━━━━━ SUPPLIED INFORMATION ━━━━━
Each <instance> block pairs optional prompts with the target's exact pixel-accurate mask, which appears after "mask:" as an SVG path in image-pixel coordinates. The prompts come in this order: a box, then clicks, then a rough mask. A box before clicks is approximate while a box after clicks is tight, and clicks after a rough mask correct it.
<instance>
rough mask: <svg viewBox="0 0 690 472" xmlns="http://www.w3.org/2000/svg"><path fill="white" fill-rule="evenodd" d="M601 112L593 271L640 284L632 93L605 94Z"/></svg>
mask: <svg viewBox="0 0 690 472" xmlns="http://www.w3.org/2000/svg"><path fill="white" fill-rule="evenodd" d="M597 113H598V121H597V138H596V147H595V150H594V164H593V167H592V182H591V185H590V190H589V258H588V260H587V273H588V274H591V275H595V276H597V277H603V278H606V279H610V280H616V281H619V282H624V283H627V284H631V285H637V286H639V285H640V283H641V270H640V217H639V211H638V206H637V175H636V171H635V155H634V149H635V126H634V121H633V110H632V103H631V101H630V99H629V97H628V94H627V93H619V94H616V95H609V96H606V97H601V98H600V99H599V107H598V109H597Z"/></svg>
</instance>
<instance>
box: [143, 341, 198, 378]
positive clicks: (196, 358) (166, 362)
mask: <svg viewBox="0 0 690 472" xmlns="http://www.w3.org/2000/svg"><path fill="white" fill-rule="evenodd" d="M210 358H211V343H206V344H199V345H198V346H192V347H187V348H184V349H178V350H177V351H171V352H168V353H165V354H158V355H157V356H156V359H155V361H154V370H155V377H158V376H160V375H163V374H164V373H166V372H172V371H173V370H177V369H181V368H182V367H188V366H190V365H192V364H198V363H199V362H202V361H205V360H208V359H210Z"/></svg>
━━━━━
→ **WHAT IS BEING ASKED**: The response should consist of all the entries, set down exactly.

→ **COMPLETED EXERCISE**:
Each <instance> block pairs optional prompts with the target's exact pixel-accurate mask, which appears after "mask:" as an SVG path in image-pixel coordinates. The prompts come in this order: a box, then clicks, then a rough mask. A box before clicks is approximate while a box after clicks is tight, and clicks after a rough mask correct it.
<instance>
rough mask: <svg viewBox="0 0 690 472" xmlns="http://www.w3.org/2000/svg"><path fill="white" fill-rule="evenodd" d="M601 112L593 271L640 284L632 93L605 94Z"/></svg>
mask: <svg viewBox="0 0 690 472" xmlns="http://www.w3.org/2000/svg"><path fill="white" fill-rule="evenodd" d="M597 113H598V121H597V138H596V147H595V150H594V164H593V167H592V182H591V185H590V190H589V258H588V260H587V273H588V274H591V275H595V276H597V277H603V278H606V279H610V280H616V281H619V282H624V283H627V284H631V285H637V286H639V285H640V283H641V270H640V217H639V211H638V206H637V175H636V171H635V155H634V149H635V126H634V121H633V110H632V103H631V101H630V99H629V97H628V94H627V93H619V94H616V95H609V96H606V97H601V98H600V99H599V107H598V109H597Z"/></svg>
</instance>
<instance>
box: [143, 341, 198, 378]
positive clicks: (196, 358) (166, 362)
mask: <svg viewBox="0 0 690 472" xmlns="http://www.w3.org/2000/svg"><path fill="white" fill-rule="evenodd" d="M210 358H211V343H206V344H199V345H198V346H192V347H187V348H184V349H178V350H177V351H171V352H168V353H165V354H158V355H157V356H156V359H155V361H154V370H155V377H158V376H160V375H163V374H164V373H166V372H172V371H173V370H177V369H181V368H182V367H188V366H190V365H192V364H198V363H199V362H202V361H205V360H208V359H210Z"/></svg>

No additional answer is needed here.